Given exercise: Gather every line in the entries below that contains the word "woman", and copy each one. Case counts.
═══ Supplied data
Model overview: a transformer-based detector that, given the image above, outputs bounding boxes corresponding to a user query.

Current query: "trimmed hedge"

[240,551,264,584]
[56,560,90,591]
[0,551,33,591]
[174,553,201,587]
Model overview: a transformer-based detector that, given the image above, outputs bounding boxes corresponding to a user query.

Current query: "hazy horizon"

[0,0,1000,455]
══════
═══ Supplied data
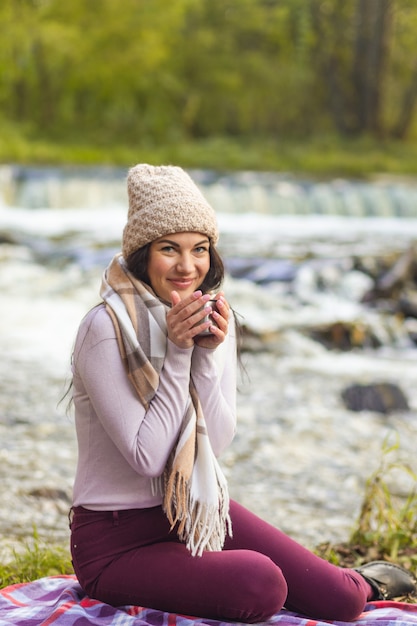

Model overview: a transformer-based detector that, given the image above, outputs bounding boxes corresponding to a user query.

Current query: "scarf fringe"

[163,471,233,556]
══════
═══ Supplied data
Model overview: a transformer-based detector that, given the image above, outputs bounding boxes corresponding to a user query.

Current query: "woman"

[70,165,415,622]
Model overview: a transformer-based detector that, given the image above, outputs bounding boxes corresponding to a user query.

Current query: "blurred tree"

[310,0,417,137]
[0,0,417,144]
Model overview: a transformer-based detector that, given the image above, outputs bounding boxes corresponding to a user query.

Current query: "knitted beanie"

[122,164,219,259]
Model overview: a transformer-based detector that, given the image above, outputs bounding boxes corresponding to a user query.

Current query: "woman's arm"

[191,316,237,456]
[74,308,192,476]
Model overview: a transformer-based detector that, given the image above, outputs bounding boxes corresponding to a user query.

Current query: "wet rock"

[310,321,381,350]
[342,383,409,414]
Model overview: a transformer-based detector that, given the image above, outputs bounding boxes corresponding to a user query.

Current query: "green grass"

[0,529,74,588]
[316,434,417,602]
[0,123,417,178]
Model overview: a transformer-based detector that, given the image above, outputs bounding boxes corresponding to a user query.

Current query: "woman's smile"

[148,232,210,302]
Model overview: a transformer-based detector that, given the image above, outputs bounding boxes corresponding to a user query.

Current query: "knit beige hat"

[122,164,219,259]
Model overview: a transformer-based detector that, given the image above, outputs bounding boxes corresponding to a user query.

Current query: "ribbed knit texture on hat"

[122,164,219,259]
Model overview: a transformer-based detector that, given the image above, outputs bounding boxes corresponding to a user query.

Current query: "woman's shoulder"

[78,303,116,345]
══════
Complete answer:
Current query: "woman"
Current query: "woman's arm"
Current query: "woman's smile"
Current query: "woman's shoulder"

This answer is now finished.